Below are the records. Retype exactly the lines between the lines holding "One pin marks each instance of the balcony" and "One pin marks each instance of the rocky", inclusive.

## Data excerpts
----

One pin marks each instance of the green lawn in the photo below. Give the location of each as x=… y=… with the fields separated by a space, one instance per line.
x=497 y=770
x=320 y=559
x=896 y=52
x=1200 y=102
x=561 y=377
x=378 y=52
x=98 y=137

----

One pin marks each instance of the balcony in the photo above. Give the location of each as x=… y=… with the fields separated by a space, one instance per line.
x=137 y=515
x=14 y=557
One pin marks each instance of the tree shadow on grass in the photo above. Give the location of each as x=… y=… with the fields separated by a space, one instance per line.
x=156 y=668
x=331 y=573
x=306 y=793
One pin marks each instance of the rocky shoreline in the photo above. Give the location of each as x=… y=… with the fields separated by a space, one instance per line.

----

## Exercise solution
One pin marks each instance of the balcony in the photo above. Give the location of each as x=… y=… with the fields separated by a space, one instance per line.
x=137 y=515
x=14 y=557
One pin marks each instance of the tree shadow on grass in the photo above. Give the location of each as x=… y=… with the fields separated by a space, one instance per line.
x=156 y=668
x=331 y=573
x=306 y=793
One pin marks each instance of the rocky shoreline in the photo above. Give the location of each as x=… y=… with the fields separated by a space, one instance per line.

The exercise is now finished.